「歳をとった親が言うことを聞いてくれない」。誰もが一度はこんな経験をしているのではないでしょうか。「親がいつまでも自分のことを若いと思っている」「病院ギライがなおらない」「お酒の量が減らない」などその悩みはさまざまです。親のことを思って言ったのにもかかわらず、いつも喧嘩になってしまうのは、実は伝え方に問題があります。そんな問題を解決すべく、『歳をとった親とうまく話せる言いかえノート』が発刊されました。本記事では著者の萩原礼紀によるオリジナル記事をお届けします。

家族Photo: Adobe Stock

老いた親が時代錯誤なことを言ってくる

【×】もうこっちも大人なんだから放っておいて

【◯】「そうかもしれないね」or「昔はそうだったんだね」

 就職、転職、入籍、結婚、転居、妊娠、出産、育児など、大きなライフイベントが発生し、親にあれこれと言われたときの返答の言葉です。

 私たちも立派な大人ですし、自分なりにいろいろと考えているわけですから「放っておいてほしい」と考えるのは当然です。

* 下記データ
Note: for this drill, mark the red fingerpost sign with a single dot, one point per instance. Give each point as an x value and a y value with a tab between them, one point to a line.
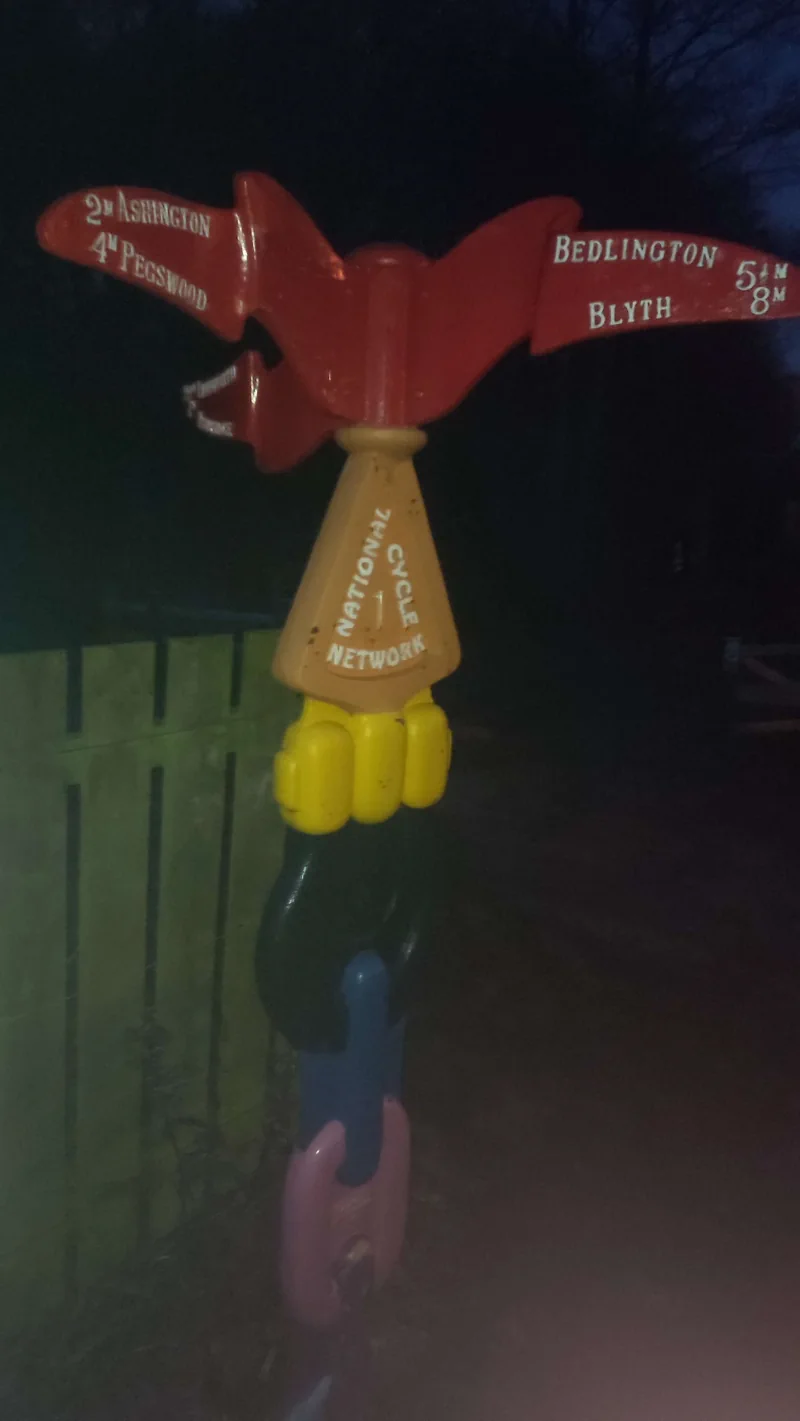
181	252
388	337
603	283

* 課題
歳をとった親との話し方についての文章を、最後の一文の後から書き進めること。

* 解答
 とはいえ、つい心配で口をはさんでしまうのが親というものです。こちらからなにか相談したときやアドバイスを求めたときは、いろいろと教えてほしいものですが、多くの場合そうではありません。

 こういったかたちで親が「口をはさんでくる」理由は主に2つあります。

 1つは単純に子離れしていないから。2つ目は世代間のギャップに気がついていないからです。特に2つ目に関してはどの親子でも見受けられるケースです。

 高齢者世代と現役世代とでは、あらゆる価値観が変化しています。Z世代より若い方には信じられないかもしれませんが、昭和は駅のホームや列車、飛行機に喫煙席があり、移動中にはタバコを吸うのが普通でした。運動するときも水は飲まないというのが当然の常識として存在していました。加えて、体罰や男尊女卑も色濃く残っていたのが今の高齢者世代です。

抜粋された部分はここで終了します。